Please pick out every line of the records below that contains the word "ocean", and copy each of those lines.

__SUPPLIED DATA__.
>> start

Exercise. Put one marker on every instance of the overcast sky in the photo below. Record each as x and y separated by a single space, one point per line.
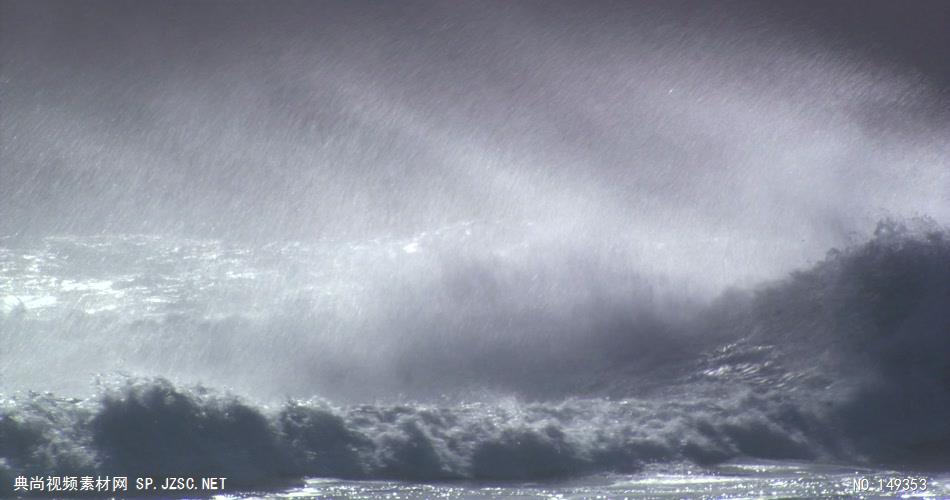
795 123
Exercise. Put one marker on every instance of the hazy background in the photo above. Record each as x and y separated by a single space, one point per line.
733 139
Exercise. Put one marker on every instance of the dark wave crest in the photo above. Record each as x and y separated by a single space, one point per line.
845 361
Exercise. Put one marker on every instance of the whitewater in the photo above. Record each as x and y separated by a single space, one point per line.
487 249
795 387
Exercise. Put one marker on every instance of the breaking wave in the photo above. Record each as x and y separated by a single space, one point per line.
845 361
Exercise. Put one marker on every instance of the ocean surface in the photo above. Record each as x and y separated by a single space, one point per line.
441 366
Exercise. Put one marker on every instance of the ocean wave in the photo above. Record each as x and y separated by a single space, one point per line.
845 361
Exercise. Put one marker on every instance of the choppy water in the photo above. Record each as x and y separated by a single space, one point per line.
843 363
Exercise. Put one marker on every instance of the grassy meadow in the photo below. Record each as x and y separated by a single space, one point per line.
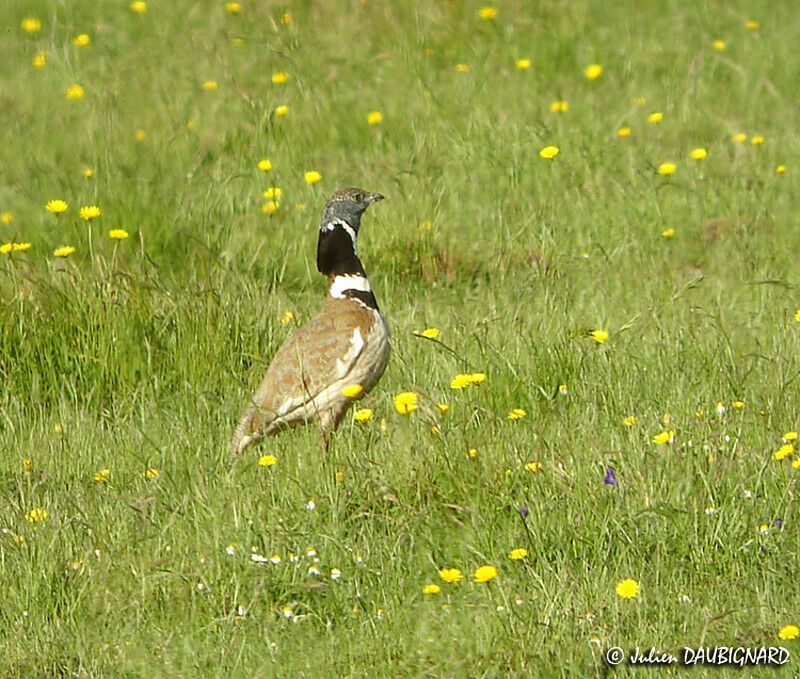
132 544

>> end
>> start

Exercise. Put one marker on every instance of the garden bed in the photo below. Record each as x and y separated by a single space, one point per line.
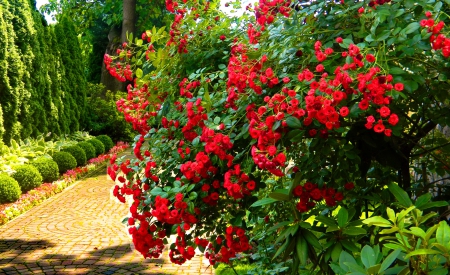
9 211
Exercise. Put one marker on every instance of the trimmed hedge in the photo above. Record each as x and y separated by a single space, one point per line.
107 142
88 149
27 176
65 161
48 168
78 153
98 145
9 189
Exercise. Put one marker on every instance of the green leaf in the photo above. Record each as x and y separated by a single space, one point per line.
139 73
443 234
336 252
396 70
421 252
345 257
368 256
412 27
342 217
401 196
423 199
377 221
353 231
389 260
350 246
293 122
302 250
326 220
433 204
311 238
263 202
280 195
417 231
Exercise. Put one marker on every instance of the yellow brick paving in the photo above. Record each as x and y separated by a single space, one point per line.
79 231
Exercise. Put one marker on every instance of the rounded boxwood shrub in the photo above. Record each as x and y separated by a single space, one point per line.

>> end

__SOLUTION FOR THIS EXERCISE__.
Exercise. Put one marker on every instance of the ocean surface in the photo above. Record each as x and y separated by a single space, one point per line.
Exercise. Put one marker on every instance of the ocean wave in the photo above. Record each as x and y separated by a single space, one point per line.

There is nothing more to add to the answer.